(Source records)
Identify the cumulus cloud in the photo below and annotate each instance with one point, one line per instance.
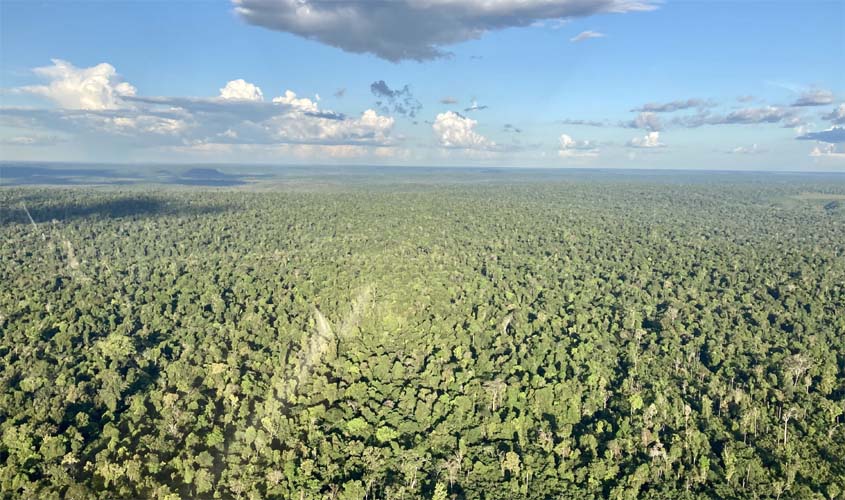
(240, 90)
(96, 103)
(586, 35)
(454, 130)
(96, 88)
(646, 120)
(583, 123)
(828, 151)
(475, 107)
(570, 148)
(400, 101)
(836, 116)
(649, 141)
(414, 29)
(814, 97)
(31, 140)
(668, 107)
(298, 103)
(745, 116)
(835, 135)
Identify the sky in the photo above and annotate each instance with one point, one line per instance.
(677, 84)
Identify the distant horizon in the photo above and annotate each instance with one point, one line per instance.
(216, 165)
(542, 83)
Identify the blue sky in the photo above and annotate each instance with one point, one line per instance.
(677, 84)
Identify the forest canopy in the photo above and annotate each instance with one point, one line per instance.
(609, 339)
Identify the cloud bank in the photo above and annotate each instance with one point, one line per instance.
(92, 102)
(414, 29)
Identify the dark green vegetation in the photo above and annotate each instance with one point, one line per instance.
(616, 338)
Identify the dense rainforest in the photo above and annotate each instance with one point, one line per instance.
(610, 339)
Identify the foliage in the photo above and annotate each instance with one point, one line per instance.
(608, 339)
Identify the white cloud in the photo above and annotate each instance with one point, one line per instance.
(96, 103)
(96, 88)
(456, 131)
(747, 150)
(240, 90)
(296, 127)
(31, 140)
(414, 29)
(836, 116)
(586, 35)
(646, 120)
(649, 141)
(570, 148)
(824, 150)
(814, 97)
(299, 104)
==
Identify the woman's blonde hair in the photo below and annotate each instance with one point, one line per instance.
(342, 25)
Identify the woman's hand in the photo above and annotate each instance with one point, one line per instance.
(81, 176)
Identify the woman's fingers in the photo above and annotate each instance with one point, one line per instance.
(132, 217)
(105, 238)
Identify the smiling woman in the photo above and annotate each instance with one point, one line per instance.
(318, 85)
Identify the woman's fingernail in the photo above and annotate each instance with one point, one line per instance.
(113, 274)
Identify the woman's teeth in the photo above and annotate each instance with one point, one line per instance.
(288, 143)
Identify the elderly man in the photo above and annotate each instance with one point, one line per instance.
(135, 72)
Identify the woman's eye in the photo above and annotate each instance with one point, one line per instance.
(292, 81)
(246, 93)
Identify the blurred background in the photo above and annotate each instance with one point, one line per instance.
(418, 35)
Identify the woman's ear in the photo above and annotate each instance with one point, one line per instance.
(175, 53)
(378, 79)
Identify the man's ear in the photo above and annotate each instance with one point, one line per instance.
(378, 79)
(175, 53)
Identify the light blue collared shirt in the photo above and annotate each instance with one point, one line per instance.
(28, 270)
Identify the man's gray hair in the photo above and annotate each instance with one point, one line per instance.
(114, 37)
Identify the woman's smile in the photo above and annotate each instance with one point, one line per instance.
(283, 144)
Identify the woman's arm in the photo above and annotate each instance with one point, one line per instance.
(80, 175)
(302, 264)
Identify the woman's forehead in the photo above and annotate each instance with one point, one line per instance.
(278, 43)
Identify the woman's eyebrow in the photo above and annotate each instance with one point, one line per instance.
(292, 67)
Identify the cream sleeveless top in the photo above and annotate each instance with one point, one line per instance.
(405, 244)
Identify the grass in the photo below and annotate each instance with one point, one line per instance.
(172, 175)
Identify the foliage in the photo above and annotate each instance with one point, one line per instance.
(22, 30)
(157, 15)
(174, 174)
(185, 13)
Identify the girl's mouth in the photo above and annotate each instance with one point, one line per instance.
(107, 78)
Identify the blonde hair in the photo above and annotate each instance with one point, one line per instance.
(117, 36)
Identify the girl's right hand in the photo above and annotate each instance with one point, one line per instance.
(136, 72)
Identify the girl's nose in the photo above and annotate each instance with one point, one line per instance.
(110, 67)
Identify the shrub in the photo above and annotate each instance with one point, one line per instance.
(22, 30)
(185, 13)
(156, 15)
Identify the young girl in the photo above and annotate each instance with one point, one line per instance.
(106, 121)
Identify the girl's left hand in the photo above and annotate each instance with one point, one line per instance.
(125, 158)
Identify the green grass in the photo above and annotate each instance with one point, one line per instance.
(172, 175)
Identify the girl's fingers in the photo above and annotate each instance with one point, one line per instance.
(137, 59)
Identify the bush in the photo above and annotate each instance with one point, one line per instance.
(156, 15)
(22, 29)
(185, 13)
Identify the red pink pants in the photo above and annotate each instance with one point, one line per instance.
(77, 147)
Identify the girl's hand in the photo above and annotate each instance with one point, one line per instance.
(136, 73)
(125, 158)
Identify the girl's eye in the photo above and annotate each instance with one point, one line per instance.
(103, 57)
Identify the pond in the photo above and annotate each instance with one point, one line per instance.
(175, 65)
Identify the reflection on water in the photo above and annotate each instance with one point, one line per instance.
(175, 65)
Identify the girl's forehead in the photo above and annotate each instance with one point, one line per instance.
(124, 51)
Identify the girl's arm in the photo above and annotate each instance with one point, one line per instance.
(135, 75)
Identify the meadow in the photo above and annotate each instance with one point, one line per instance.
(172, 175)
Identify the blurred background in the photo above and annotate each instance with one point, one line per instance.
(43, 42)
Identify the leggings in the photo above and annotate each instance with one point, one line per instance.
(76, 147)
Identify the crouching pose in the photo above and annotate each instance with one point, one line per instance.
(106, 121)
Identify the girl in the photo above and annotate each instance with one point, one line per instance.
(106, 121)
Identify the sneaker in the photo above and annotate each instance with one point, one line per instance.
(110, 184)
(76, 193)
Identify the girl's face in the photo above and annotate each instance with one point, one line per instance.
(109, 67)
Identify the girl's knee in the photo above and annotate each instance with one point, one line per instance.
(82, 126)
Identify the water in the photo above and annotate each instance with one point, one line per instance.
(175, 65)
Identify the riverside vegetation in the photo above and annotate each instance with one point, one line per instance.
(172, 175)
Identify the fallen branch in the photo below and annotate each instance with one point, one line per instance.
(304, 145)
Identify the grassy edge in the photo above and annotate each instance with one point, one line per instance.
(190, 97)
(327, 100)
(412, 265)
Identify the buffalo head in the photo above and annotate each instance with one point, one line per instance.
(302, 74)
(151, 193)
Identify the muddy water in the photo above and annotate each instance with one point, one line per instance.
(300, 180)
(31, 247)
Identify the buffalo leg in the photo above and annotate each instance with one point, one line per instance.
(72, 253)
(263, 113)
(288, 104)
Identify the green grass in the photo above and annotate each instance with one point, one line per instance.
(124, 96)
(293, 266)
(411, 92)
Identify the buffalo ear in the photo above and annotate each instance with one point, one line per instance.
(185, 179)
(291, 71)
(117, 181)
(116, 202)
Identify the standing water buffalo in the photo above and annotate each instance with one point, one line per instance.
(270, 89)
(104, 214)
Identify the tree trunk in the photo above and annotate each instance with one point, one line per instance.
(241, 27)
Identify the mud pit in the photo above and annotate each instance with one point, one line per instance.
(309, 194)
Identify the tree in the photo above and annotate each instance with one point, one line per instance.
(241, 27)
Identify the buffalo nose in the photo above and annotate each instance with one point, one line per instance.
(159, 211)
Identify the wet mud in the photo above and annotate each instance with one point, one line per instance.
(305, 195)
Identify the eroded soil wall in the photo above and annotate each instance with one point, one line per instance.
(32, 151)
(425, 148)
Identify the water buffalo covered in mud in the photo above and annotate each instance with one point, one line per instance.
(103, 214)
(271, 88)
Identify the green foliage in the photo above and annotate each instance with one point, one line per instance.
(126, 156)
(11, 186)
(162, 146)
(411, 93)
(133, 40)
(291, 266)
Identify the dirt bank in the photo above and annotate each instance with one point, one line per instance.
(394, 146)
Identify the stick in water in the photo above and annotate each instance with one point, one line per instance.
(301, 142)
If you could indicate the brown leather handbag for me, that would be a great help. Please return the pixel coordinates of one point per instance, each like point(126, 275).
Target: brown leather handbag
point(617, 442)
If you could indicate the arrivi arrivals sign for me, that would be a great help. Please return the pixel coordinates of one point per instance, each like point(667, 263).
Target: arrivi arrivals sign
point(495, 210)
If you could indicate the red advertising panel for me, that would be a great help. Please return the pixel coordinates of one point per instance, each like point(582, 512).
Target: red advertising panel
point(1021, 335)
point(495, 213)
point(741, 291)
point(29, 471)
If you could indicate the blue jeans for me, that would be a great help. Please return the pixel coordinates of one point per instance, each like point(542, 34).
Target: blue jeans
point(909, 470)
* * *
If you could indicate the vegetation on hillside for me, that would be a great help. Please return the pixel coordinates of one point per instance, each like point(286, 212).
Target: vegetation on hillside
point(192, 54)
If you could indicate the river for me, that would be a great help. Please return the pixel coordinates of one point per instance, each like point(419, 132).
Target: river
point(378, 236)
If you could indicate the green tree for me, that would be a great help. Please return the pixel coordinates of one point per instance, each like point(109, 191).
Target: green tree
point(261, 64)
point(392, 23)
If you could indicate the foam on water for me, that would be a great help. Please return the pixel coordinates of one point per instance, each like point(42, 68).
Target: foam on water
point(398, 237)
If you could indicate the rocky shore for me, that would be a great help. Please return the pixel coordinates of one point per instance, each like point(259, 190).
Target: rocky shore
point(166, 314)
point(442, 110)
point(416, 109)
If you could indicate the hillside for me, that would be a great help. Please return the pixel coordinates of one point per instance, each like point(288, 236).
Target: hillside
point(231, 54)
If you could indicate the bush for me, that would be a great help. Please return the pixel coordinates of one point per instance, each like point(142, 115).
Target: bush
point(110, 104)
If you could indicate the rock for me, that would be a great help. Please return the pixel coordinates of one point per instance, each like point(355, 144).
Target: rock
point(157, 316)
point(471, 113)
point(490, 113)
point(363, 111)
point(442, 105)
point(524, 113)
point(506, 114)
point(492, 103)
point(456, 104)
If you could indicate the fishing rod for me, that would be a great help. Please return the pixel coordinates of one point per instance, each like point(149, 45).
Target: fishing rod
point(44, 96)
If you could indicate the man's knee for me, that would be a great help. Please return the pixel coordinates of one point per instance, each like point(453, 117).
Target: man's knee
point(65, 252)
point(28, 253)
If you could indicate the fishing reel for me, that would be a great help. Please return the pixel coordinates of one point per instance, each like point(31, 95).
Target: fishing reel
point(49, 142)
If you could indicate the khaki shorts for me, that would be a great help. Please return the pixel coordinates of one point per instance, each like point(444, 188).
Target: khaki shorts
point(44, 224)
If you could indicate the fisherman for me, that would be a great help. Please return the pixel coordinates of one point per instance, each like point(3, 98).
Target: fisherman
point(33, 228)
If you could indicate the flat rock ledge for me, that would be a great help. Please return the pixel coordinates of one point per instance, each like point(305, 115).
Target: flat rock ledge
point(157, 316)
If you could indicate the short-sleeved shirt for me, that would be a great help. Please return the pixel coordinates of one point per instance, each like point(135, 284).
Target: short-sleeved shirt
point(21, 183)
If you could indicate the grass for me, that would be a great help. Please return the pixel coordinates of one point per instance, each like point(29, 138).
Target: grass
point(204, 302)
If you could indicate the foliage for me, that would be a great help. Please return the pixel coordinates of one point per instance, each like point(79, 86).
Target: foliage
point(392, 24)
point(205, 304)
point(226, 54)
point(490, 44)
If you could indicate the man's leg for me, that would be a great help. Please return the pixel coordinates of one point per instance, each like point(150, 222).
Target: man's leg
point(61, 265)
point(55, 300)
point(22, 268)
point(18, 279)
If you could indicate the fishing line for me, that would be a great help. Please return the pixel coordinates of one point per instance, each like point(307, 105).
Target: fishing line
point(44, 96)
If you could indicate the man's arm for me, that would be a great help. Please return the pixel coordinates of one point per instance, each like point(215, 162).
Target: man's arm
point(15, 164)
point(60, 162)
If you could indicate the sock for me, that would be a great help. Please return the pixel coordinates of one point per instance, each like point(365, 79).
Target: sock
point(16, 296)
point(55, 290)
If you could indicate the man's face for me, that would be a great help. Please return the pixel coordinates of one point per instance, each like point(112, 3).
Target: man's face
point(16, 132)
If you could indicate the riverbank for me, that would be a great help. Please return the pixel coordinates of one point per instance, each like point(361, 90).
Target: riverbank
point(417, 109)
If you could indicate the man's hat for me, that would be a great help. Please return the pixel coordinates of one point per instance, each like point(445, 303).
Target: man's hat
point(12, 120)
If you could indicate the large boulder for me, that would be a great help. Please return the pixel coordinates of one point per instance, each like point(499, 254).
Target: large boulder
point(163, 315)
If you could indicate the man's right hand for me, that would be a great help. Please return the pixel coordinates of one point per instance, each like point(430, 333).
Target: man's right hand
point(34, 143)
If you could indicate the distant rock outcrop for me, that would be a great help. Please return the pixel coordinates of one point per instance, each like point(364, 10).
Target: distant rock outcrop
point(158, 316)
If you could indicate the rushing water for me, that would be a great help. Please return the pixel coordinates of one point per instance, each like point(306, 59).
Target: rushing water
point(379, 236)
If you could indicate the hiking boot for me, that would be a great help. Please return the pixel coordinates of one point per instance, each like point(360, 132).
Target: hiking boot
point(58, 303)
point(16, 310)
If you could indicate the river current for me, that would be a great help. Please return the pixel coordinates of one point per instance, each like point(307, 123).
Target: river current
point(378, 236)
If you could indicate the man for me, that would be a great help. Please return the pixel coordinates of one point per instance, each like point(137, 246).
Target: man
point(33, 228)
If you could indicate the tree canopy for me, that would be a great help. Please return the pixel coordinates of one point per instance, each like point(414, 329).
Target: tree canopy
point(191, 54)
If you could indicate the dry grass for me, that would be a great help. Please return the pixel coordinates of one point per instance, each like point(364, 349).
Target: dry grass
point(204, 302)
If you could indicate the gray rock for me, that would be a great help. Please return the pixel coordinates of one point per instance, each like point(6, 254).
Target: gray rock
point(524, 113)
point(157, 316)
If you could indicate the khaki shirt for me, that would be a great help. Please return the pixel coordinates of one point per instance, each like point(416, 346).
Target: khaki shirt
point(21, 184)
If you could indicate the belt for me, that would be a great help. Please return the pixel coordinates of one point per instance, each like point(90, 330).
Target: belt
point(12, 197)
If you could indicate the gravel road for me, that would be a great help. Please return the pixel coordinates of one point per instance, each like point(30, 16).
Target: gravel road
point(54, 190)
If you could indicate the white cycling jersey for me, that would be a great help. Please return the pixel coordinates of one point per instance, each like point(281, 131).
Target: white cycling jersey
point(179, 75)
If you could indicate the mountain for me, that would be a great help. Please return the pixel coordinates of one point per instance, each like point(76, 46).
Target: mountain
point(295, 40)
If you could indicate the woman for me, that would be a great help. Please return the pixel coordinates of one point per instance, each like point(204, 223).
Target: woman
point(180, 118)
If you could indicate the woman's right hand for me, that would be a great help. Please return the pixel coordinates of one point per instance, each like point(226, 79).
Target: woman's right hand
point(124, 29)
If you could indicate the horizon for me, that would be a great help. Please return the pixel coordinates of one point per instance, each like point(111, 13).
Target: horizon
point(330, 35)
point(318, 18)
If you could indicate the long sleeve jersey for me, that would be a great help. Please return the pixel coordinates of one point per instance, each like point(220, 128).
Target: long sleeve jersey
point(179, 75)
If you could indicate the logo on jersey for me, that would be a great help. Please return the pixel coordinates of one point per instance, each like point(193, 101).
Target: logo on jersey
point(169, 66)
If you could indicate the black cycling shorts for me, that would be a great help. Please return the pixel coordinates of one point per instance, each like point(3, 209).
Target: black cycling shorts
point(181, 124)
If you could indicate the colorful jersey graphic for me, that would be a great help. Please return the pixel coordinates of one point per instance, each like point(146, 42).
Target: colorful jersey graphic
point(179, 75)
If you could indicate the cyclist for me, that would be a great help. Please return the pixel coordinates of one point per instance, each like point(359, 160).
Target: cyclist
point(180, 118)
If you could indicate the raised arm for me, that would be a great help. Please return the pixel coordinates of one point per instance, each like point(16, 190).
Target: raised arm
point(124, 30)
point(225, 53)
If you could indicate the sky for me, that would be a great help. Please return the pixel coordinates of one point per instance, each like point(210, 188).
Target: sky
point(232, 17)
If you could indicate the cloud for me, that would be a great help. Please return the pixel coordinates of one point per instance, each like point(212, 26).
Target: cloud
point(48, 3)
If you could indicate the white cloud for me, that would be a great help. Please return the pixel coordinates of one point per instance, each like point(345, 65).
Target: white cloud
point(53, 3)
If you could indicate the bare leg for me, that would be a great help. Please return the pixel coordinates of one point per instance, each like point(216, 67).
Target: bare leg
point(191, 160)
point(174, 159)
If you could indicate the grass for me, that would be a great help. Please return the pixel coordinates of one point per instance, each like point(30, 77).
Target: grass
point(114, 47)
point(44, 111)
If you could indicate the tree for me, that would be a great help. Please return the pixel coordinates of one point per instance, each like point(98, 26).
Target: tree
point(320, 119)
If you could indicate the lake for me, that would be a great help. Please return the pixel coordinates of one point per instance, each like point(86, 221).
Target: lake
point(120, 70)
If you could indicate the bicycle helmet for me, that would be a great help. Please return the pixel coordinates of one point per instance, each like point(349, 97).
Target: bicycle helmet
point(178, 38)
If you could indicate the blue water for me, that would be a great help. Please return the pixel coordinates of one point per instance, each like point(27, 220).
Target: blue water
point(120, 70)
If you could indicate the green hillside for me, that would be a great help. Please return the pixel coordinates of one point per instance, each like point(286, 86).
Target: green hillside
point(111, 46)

Description of the task » Above are the records; repeat exactly the lines from the one holding "Target: fishing reel" down to the one holding "If you could indicate the foliage", end lines included.

Exercise result »
Target: fishing reel
point(49, 142)
If you could indicate the khaki shorts for me, that would be a great help. Please return the pixel coordinates of one point per instance, each like point(444, 188).
Target: khaki shorts
point(44, 224)
If you could indicate the fisherman for me, that would be a great help. Please return the pixel coordinates of one point per instance, each like point(3, 98).
Target: fisherman
point(33, 228)
If you could indicate the flat rock ledge for me, that would be a great help. Please return the pixel coordinates of one point per instance, each like point(305, 115).
Target: flat rock ledge
point(157, 316)
If you could indicate the short-sleeved shirt for me, that would be a great help. Please return the pixel coordinates of one point per instance, each like point(135, 284).
Target: short-sleeved shirt
point(21, 183)
If you could indicate the grass for me, that would be a great help. Please return the pixel coordinates of one point per instance, each like point(29, 138).
Target: grass
point(204, 302)
If you could indicate the foliage for me, that would be a great help. Please return the pixel coordinates of one point per instance, each like point(79, 86).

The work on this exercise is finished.